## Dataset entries
-=-=-

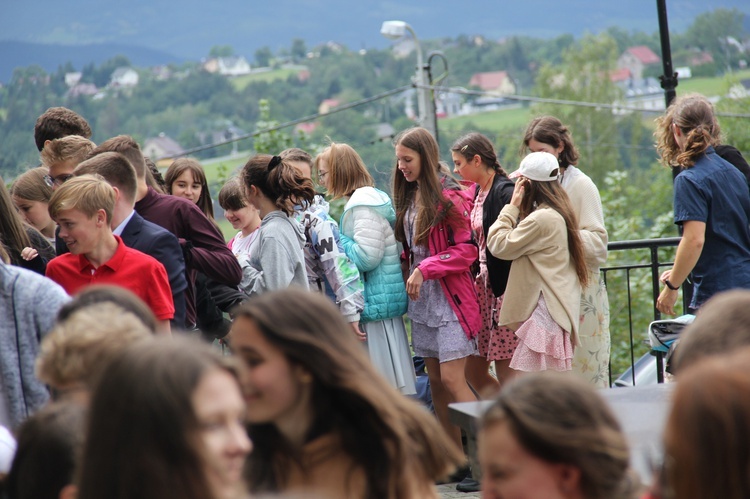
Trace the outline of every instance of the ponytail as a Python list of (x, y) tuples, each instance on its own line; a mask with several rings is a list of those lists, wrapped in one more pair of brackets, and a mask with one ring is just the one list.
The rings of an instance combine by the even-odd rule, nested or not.
[(312, 180), (280, 156), (253, 156), (242, 169), (241, 177), (245, 188), (254, 185), (287, 216), (294, 213), (296, 204), (306, 207), (315, 197)]

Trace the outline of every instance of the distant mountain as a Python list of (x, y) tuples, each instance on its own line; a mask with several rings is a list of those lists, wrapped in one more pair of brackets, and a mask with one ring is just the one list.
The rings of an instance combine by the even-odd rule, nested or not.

-=-=-

## ASSIGNMENT
Exact copy, no pictures: reproduce every record as it stands.

## SOLVED EXERCISE
Trace the outline of every instance of the ponytail as a Python list of (x, y) tuples, each instance on its own line; a mask with several rings is a list of those lists, wrapped in one more pair of brackets, and a mask with one ring is just the one list.
The rings of an instance combine by the even-odd rule, nested or not.
[(312, 180), (280, 156), (253, 156), (242, 169), (241, 177), (245, 188), (254, 185), (287, 216), (294, 213), (296, 204), (306, 207), (315, 197)]

Trace the outline of every instance of the distant mountain as a Python list of (x, y) tuples, each instance on its own line; a mask with several rings is a list of those lists, wrapped in one more pair of brackets, and a mask with one ring is just the one list.
The rings of an instance combine by the even-odd rule, nested or not.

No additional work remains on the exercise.